EXERCISE DESCRIPTION:
Print every entry, word for word, and skip the images.

Saved entries
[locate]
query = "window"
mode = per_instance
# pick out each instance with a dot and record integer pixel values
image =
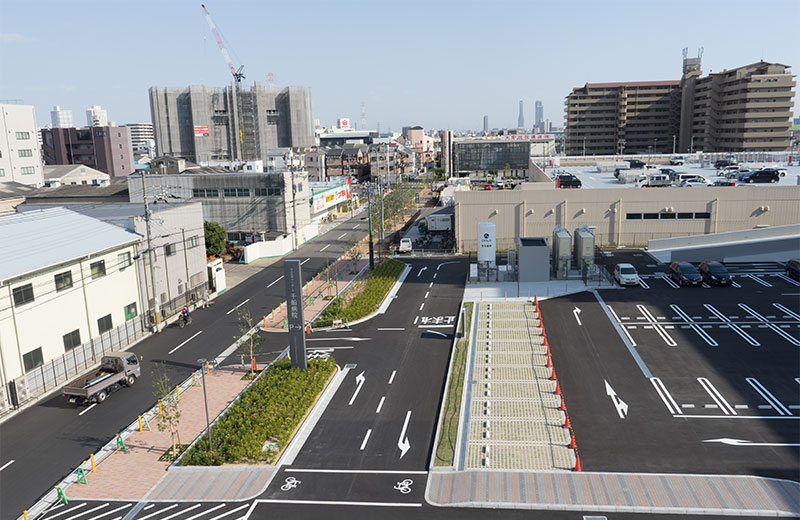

EXPECTED ANSWER:
[locate]
query = "window"
mode = per_instance
# pick out each instance with a dot and record integer pixel values
image =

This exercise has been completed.